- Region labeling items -
☆ ☆ ☆ ☆ ☆ ☆ ☆

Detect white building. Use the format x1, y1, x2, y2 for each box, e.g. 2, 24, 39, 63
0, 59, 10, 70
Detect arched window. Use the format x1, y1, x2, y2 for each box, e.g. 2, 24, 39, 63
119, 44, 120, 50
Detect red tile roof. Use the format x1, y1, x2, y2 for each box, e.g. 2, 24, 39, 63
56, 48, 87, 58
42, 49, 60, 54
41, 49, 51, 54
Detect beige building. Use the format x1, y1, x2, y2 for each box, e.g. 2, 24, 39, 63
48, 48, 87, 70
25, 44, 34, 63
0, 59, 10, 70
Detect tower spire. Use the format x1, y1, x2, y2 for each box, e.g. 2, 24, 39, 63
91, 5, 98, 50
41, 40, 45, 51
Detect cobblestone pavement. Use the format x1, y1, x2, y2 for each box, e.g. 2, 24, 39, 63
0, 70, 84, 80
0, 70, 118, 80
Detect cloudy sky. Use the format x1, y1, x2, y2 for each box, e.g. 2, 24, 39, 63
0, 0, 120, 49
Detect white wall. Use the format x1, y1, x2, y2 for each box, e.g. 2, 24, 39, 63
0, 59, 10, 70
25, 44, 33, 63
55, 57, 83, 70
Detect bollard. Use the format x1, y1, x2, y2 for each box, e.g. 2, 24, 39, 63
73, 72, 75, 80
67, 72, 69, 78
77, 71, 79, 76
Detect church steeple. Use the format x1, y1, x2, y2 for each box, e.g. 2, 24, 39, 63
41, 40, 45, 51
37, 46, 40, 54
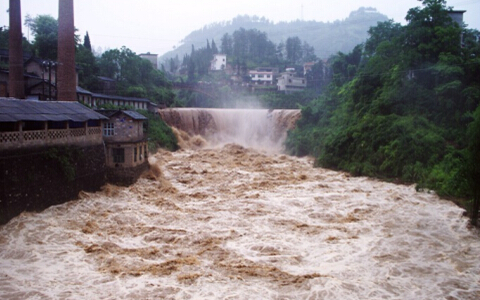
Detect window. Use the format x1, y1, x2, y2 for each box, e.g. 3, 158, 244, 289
103, 123, 115, 136
112, 148, 125, 163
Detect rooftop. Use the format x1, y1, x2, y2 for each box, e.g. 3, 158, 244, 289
0, 98, 107, 122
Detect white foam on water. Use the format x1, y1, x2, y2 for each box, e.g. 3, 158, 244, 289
0, 145, 480, 299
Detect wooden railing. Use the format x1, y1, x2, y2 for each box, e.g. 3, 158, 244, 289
0, 127, 102, 149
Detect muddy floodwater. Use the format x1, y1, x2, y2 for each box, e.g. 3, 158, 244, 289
0, 144, 480, 299
0, 111, 480, 300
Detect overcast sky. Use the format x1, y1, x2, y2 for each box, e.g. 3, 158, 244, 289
0, 0, 480, 55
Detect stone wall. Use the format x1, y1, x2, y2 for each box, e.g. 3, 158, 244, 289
0, 145, 105, 224
107, 160, 150, 186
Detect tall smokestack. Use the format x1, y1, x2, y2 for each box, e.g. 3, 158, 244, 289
57, 0, 77, 101
8, 0, 25, 99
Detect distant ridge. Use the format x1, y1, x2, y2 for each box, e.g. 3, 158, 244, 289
160, 7, 388, 63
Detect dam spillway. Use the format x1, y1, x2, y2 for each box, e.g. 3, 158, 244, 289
159, 108, 301, 149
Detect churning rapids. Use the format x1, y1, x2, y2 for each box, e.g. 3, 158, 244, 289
0, 111, 480, 299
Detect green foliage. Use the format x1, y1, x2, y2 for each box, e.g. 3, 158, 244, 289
25, 15, 58, 60
286, 0, 480, 222
75, 45, 99, 91
140, 111, 178, 152
97, 47, 175, 106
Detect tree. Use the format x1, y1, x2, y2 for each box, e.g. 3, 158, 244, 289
285, 36, 303, 65
212, 39, 218, 54
83, 31, 92, 52
25, 15, 58, 60
75, 45, 100, 91
220, 33, 233, 56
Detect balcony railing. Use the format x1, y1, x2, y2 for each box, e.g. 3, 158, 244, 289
0, 127, 102, 149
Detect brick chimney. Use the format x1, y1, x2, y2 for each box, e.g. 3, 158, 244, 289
8, 0, 25, 99
57, 0, 77, 101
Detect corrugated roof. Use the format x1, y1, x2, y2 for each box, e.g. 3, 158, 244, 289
0, 98, 108, 122
96, 109, 148, 120
92, 93, 150, 102
123, 110, 147, 120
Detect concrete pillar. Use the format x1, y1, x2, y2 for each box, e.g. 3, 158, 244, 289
57, 0, 77, 101
8, 0, 25, 99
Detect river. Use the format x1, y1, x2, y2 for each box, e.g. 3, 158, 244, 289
0, 109, 480, 300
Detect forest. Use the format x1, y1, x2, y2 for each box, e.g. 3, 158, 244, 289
286, 0, 480, 225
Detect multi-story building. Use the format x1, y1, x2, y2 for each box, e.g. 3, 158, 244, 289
277, 68, 307, 94
97, 110, 149, 185
248, 68, 278, 85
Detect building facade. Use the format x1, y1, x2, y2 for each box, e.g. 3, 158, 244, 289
277, 69, 307, 94
248, 68, 278, 85
97, 110, 149, 185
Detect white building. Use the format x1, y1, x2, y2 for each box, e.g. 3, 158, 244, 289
277, 68, 307, 94
248, 68, 278, 85
210, 54, 227, 71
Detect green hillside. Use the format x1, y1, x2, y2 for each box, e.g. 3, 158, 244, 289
160, 7, 388, 62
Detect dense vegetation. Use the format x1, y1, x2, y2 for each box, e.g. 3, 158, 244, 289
161, 7, 388, 66
287, 0, 480, 222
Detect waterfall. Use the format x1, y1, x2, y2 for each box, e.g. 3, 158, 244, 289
159, 108, 301, 150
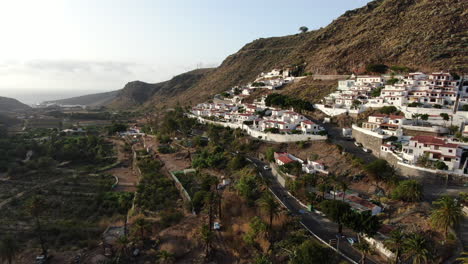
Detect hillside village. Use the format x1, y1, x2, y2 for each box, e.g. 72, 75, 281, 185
0, 0, 468, 264
191, 69, 468, 175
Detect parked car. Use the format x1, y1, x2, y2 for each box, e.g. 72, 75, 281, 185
346, 237, 357, 245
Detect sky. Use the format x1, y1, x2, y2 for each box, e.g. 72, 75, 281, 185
0, 0, 368, 104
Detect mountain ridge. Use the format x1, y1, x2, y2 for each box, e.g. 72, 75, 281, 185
0, 96, 31, 112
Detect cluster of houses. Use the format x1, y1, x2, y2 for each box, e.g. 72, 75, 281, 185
224, 69, 297, 103
323, 72, 468, 109
274, 152, 328, 174
362, 114, 468, 174
191, 100, 324, 134
274, 152, 382, 215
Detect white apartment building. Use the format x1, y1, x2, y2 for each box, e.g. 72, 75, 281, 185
402, 136, 462, 170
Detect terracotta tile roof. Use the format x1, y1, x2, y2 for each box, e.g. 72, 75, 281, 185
278, 155, 294, 164
348, 196, 377, 209
390, 115, 405, 119
411, 136, 458, 148
302, 120, 315, 125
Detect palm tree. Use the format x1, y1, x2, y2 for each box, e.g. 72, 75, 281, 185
259, 192, 280, 231
385, 229, 405, 264
0, 236, 20, 264
431, 196, 463, 237
158, 250, 175, 264
340, 182, 349, 202
28, 196, 47, 256
116, 236, 130, 258
134, 216, 151, 241
356, 240, 374, 264
199, 225, 214, 257
404, 233, 431, 264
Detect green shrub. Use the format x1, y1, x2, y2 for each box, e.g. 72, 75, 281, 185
392, 180, 423, 202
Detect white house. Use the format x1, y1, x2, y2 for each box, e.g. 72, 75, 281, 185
402, 136, 462, 170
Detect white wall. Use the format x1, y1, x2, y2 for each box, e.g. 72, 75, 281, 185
188, 114, 327, 142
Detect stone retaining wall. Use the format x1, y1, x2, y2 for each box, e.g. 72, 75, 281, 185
188, 114, 327, 143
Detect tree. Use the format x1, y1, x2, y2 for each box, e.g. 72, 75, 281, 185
431, 196, 463, 237
366, 64, 388, 74
356, 240, 374, 264
421, 114, 429, 121
228, 155, 246, 171
340, 182, 348, 202
364, 159, 393, 184
265, 147, 275, 162
384, 229, 405, 264
299, 26, 309, 33
242, 216, 268, 245
134, 216, 151, 241
199, 225, 214, 256
236, 171, 258, 205
440, 113, 450, 126
404, 233, 431, 264
259, 192, 280, 232
158, 250, 175, 264
449, 126, 460, 135
289, 240, 336, 264
252, 255, 273, 264
320, 200, 351, 234
0, 236, 20, 264
379, 105, 398, 115
116, 235, 130, 258
28, 196, 47, 256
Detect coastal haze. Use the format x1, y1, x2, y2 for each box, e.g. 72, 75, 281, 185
0, 0, 367, 104
0, 0, 468, 264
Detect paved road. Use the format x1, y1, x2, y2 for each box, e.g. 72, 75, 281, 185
249, 157, 378, 263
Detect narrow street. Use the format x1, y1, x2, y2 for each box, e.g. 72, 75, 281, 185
249, 157, 379, 263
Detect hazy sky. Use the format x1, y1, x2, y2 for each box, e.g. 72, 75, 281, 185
0, 0, 368, 103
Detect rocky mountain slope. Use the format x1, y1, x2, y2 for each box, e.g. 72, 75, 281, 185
159, 0, 468, 108
107, 69, 212, 108
0, 96, 31, 112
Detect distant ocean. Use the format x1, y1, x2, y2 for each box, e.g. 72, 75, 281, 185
0, 90, 101, 105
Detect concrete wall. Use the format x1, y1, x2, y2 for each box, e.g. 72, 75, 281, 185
270, 163, 286, 187
353, 125, 386, 154
314, 104, 348, 116
312, 74, 350, 80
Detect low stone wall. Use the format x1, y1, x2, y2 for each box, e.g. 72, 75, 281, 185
270, 163, 286, 187
188, 115, 327, 143
314, 104, 348, 116
312, 74, 350, 80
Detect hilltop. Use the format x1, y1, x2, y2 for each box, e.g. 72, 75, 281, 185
54, 0, 468, 109
153, 0, 468, 108
0, 96, 31, 112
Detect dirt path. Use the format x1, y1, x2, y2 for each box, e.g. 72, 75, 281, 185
0, 170, 75, 210
107, 139, 138, 192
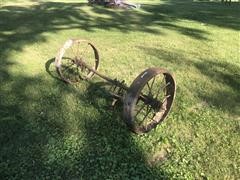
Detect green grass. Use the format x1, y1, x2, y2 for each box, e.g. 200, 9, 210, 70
0, 0, 240, 179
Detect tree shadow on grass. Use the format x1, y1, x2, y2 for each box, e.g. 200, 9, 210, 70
0, 59, 170, 179
0, 0, 240, 62
138, 46, 240, 116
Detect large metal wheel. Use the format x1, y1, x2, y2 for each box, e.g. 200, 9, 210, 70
55, 39, 99, 83
124, 68, 176, 134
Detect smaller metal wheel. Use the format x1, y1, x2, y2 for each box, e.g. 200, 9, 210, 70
124, 68, 176, 134
55, 39, 99, 83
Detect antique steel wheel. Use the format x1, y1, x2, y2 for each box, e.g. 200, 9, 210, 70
124, 68, 176, 134
55, 39, 99, 83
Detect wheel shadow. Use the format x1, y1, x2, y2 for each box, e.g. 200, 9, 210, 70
45, 59, 170, 179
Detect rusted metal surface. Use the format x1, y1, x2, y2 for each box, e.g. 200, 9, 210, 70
55, 39, 176, 134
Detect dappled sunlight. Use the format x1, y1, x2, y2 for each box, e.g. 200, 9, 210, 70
0, 0, 240, 179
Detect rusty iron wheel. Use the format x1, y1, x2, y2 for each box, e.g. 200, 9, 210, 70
55, 39, 99, 83
123, 68, 176, 134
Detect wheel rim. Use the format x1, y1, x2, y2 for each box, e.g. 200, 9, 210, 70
55, 39, 99, 83
132, 73, 175, 133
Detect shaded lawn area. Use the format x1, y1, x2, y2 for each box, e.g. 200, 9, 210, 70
0, 0, 240, 179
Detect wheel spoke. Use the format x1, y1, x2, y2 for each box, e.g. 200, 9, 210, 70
135, 104, 145, 116
140, 105, 151, 124
162, 95, 171, 104
156, 82, 170, 99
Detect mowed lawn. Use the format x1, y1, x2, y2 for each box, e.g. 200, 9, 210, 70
0, 0, 240, 179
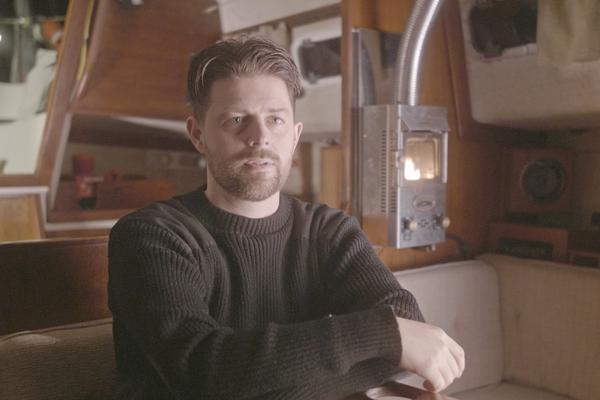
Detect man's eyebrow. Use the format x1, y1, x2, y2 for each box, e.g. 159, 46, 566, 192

☆ ☆ ☆ ☆ ☆ ☆ ☆

- STATED GOAL -
Reproduce the lines above verbatim, beginning with the line that contains "Detect dam spillway." and continuing through the line that contains "0, 111, 480, 299", both included.

- COMPLETE ANSWER -
Detect dam spillway. Use the format x1, y1, x2, y2 for each box, e.g. 3, 158, 244, 289
159, 108, 301, 149
Detect churning rapids. Use the format x1, y1, x2, y2 for each box, e.g. 3, 158, 244, 289
0, 111, 480, 299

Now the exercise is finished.